We all have lessons to learn from Herman Cain…

     Not too long ago, Herman Cain was a political unknown to many. I was only familiar with him through his many radio appearances on Bill Bennett’s “Morning in America” show on AM radio. Recently, he gained a tremendous amount of political steam in his bid for the Republican Presidential nomination.

     Even more recently, “The Hermanator” became “Hermanated”, when he announced amid scandalous charges that he’d be suspending his run for the Presidency. Theologian Albert Mohler made some very important observations regarding Cain’s political/personal foibles in his week-daily podcast “The Briefing”.

     The day after Mohler’s post, Churchleaders.com published a post, which we posted on our Facebook fan page, called “7 Ways to Affair-Proof Your Ministry“. Oh, and by the way – even if
you’re not in full time vocational ministry, you still have a ministry… all around you. So, read on. My comments were as follows:

“Interesting, God has convicted us to put virtually all of these into practice for years now. Are there any that you would add to this through experience or as a result of wisdom passed on to you?”

PROVIDED MATERIAL:
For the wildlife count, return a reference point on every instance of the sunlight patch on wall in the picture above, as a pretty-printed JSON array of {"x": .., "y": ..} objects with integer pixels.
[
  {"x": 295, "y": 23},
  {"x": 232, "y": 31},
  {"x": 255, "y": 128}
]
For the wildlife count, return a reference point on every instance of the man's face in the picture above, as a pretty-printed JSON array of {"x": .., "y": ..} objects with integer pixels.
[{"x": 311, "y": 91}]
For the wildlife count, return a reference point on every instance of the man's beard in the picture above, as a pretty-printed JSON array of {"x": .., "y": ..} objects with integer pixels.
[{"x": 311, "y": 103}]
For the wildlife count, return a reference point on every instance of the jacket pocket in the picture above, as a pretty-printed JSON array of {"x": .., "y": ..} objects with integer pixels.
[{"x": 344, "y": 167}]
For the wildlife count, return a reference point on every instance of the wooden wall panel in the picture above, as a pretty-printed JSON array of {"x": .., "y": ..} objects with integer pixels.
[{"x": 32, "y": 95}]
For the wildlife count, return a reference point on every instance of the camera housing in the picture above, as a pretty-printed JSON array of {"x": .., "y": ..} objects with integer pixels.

REQUIRED TASKS:
- 1) From the Herman Cain post, give again the passage that begins at the words "We all have" and stops after the words "Republican Presidential nomination.".
- 2) According to the Herman Cain post, what is the name of Albert Mohler's week-daily podcast?

SOLVED TASKS:
- 1)
We all have lessons to learn from Herman Cain…

     Not too long ago, Herman Cain was a political unknown to many. I was only familiar with him through his many radio appearances on Bill Bennett’s “Morning in America” show on AM radio. Recently, he gained a tremendous amount of political steam in his bid for the Republican Presidential nomination.

- 2) "The Briefing"